== DOCUMENT
Erosion des identités nationales
Malheureusement, la dégénération de cette idée dans les formes aberrantes du nationalisme (neutralisant le concept original susmentionné de la positivité et de la complémentarité des différences nationales) a causé les expériences historiques tragiques marquant la première moitié du XXe siècle et la réaction ainsi suscitée a valu un rejet total du concept même de la nation (de nos jours, le terme a pratiquement disparu du discours ordinaire ou même politique, remplacé par le terme plus faible de «pays»). Et pourtant se créait un véritable vide de l'idéal dans la civilisation occidentale contemporaine dans lequel se sont infiltrés des semblants tacites et dangereux de l'idée de nation, tels que les égoïsmes raciaux et ethniques qui ne sont rien de plus que les projections, au niveau collectif, de l'esprit individualiste qui imprègne tout de nos jours.
Aujourd'hui, la perte généralisée des identités nationales est à l'origine d'un phénomène qu'on pourrait nommer «régression» ou «involution historique». Un grand nombre de celles jugées de solides nations fortes d'une longue histoire assistent au phénomène du séparatisme souvent très accentué et même à des exaltations de différentes forces destructrices que la démarche historique avait domptées et intégrées à l'unité de la nation. Le vide culturel, social et politique de ces phénomènes est apparu dès que nous avons réalisé qu'ils n'avaient pas tous produit le fondement ou peut-être la récupération de communautés véritablement inspirées par un sentiment spirituel et idéal «d'appartenance» à une tradition, une histoire et à un destin commun, mais se montraient sous leur véritable jour comme des tentatives de poursuivre une meilleure défense des intérêts locaux maquillés dans un langage vague et générique d'identités piétinées. Aussi, l'image que nous présente l'histoire actuelle reflète-t-elle le paradoxe d'une mondialisation qui tend à dissoudre divers types de frontières entre les gens, causant de massives migrations, mélangeant des traditions et des cultures et qui projette l'avenir sous forme d'une société planétaire, alors que, par ailleurs, grouillent de partout les particularismes, esprit sécessionniste, violents conflits tribaux et intolérances ethniques, raciales et religieuses. Ces deux dynamiques qui s'opposent ont pour résultat une perte croissante de l'identité, à savoir de ces racines qui confèrent à l'être humain un cadre de référence pour lui-même, lui faisant croire qu'il est existentiellement pareil à d'autres être humains avec lesquels il partage un héritage commun de valeurs, coutumes et engagements.
====
EXERCICE COURT:
Reproduisez à l'identique le passage du texte sur l'érosion des identités nationales qui s'ouvre sur les mots contenant « Erosion des identités » et se clôt sur « de nos jours. ». Le matériel ci-après provient d'une source distincte.
== MATÉRIEL FOURNI
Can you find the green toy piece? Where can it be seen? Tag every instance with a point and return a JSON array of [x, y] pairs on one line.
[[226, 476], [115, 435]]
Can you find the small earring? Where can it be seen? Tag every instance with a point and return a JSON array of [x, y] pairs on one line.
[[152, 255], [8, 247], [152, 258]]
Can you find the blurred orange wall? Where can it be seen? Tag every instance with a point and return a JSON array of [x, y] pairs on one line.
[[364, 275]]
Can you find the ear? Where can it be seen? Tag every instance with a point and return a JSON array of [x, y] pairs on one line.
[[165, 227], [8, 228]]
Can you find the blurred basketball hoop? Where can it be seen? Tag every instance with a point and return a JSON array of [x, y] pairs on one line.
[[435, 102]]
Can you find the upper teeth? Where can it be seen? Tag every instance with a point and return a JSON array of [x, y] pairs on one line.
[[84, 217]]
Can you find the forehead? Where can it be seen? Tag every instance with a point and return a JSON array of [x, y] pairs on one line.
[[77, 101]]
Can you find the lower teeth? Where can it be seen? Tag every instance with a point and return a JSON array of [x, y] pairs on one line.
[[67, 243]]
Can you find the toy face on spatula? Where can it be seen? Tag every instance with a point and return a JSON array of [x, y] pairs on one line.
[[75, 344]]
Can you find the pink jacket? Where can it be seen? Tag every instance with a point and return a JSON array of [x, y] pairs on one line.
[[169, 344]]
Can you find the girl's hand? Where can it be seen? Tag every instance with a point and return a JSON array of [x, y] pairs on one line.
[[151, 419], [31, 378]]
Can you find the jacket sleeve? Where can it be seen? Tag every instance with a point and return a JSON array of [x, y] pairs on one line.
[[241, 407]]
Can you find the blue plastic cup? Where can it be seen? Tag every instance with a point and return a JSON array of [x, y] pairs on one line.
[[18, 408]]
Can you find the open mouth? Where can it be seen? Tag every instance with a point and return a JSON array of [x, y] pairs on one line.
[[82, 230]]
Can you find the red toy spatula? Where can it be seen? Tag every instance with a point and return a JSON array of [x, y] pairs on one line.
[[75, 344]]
====
RÉPONSE À L'EXERCICE:
Erosion des identités nationales
Malheureusement, la dégénération de cette idée dans les formes aberrantes du nationalisme (neutralisant le concept original susmentionné de la positivité et de la complémentarité des différences nationales) a causé les expériences historiques tragiques marquant la première moitié du XXe siècle et la réaction ainsi suscitée a valu un rejet total du concept même de la nation (de nos jours, le terme a pratiquement disparu du discours ordinaire ou même politique, remplacé par le terme plus faible de «pays»). Et pourtant se créait un véritable vide de l'idéal dans la civilisation occidentale contemporaine dans lequel se sont infiltrés des semblants tacites et dangereux de l'idée de nation, tels que les égoïsmes raciaux et ethniques qui ne sont rien de plus que les projections, au niveau collectif, de l'esprit individualiste qui imprègne tout de nos jours.